[START OF Records for the exercise]

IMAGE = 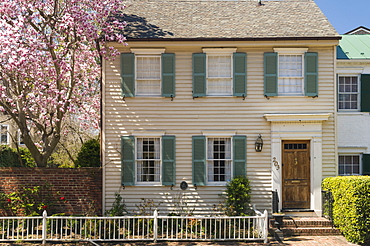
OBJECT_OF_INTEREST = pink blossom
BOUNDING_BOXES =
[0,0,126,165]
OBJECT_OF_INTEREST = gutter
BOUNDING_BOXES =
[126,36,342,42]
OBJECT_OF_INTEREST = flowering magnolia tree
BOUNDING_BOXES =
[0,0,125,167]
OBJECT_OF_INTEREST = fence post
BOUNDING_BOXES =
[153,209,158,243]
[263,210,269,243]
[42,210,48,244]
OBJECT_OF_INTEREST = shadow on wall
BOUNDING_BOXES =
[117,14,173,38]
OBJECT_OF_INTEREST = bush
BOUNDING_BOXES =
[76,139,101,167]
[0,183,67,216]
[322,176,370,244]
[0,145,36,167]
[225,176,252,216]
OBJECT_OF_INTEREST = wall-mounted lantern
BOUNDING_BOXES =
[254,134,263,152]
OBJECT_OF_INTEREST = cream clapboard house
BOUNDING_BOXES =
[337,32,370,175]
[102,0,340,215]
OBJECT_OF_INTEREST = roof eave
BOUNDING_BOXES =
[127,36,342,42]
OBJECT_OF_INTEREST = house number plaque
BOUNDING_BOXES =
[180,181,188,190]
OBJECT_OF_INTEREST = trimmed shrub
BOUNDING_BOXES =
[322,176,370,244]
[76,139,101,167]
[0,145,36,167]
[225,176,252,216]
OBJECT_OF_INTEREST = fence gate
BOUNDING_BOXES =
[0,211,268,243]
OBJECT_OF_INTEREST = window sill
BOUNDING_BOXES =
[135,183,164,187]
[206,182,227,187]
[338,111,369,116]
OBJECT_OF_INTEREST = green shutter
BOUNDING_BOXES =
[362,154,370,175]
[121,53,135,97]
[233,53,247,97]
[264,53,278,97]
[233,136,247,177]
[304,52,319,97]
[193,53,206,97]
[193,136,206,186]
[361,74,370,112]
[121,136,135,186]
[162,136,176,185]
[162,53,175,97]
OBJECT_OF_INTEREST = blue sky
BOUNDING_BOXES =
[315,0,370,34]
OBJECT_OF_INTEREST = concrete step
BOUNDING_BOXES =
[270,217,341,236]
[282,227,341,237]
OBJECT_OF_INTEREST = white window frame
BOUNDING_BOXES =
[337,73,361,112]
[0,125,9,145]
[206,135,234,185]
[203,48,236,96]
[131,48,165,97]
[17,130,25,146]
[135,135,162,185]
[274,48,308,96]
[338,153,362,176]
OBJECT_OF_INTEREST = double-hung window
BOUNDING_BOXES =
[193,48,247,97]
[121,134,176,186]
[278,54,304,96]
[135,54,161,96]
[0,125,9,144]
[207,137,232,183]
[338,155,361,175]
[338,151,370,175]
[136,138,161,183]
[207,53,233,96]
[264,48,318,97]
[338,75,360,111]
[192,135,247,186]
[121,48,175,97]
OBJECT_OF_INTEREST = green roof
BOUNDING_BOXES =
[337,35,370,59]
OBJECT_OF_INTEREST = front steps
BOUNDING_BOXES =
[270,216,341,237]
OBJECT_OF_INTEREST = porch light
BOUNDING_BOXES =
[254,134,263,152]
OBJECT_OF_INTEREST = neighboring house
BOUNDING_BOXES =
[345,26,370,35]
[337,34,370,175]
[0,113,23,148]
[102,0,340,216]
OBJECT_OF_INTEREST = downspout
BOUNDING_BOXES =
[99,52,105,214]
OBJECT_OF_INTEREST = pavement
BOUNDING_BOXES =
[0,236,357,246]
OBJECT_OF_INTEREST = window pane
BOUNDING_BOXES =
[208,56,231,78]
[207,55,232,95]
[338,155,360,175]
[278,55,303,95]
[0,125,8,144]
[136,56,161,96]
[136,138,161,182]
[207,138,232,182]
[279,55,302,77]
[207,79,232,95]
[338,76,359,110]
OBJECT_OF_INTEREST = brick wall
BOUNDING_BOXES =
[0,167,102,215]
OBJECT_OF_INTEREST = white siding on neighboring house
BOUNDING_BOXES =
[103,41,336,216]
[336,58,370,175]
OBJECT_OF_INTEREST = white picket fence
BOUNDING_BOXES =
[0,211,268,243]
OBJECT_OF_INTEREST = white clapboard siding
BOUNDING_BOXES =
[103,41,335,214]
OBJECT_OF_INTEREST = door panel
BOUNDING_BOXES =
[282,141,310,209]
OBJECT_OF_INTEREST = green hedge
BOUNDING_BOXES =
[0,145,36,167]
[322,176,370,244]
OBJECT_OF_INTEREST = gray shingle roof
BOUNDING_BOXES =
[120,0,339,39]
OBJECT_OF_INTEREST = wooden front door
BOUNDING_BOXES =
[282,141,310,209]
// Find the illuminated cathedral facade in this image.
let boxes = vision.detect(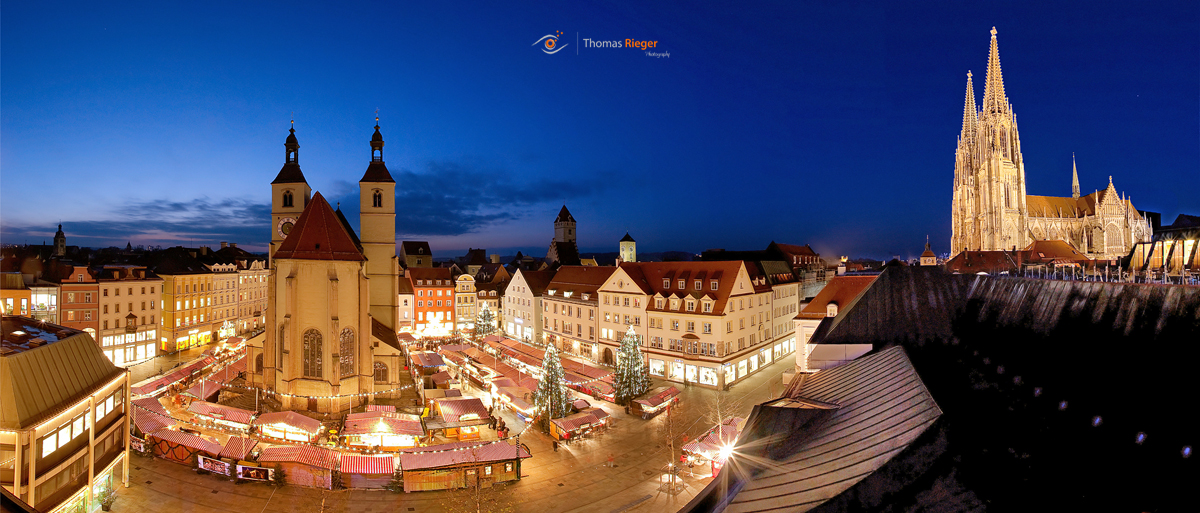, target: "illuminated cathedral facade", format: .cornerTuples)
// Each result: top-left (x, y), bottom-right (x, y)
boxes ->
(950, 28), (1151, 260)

[END OF Records for the exercise]
[START OF Records for the exercise]

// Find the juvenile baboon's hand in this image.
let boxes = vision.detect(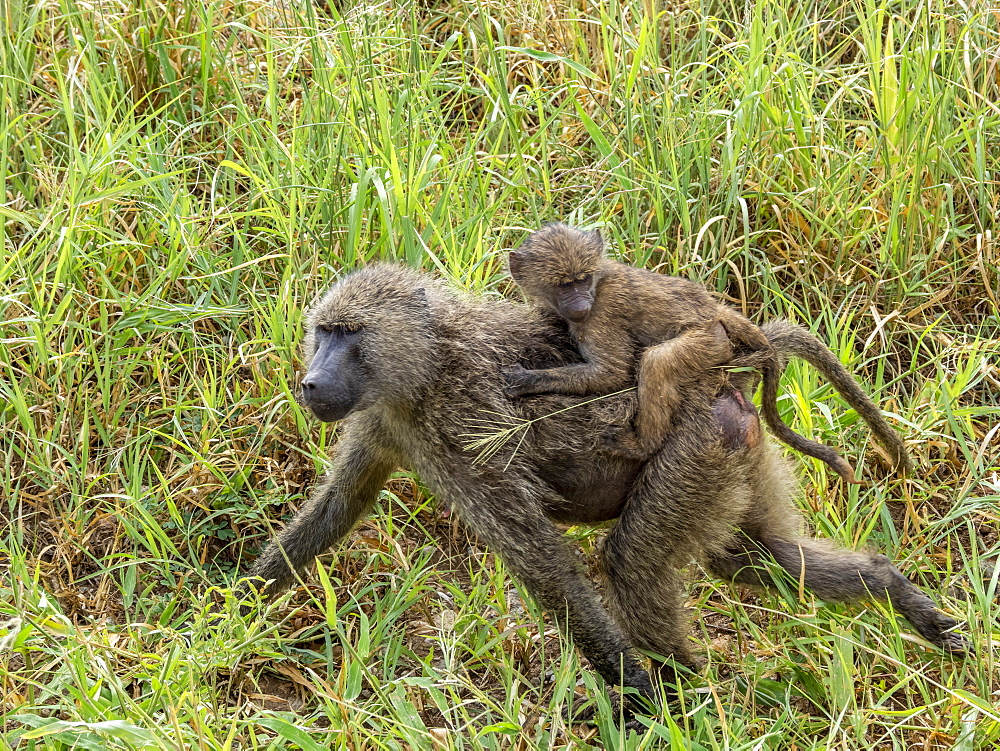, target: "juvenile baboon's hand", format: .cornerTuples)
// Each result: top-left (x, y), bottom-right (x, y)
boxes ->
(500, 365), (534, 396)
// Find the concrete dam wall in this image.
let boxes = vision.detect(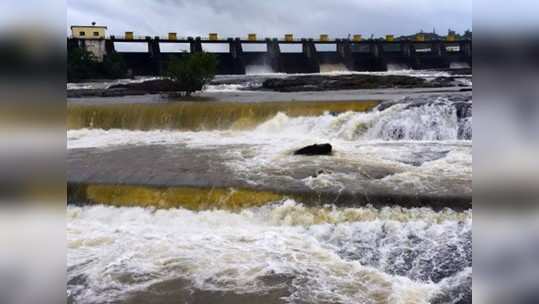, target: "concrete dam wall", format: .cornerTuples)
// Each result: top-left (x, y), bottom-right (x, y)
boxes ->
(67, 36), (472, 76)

[END OF Records for the exercise]
[START OF Records for the exercise]

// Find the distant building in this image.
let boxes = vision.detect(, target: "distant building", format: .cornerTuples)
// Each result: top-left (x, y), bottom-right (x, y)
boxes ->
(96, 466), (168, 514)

[END OF Records for the exercise]

The task. Starting with the line that contains "OBJECT_OF_INTEREST = gutter" and going on through the line that contains "[117,14,173,38]", write those lines out again with "fence post" swapped for "wooden post" and everything else left unchanged.

Answer for the task.
OBJECT_OF_INTEREST = gutter
BOUNDING_BOXES =
[126,36,342,42]
OBJECT_OF_INTEREST = flowering magnolia tree
BOUNDING_BOXES =
[0,0,125,167]
OBJECT_OF_INTEREST = wooden post
BOUNDING_BOXES =
[153,209,158,243]
[263,210,269,243]
[42,210,48,244]
OBJECT_OF_INTEREST = shadow on wall
BOUNDING_BOXES =
[117,14,173,38]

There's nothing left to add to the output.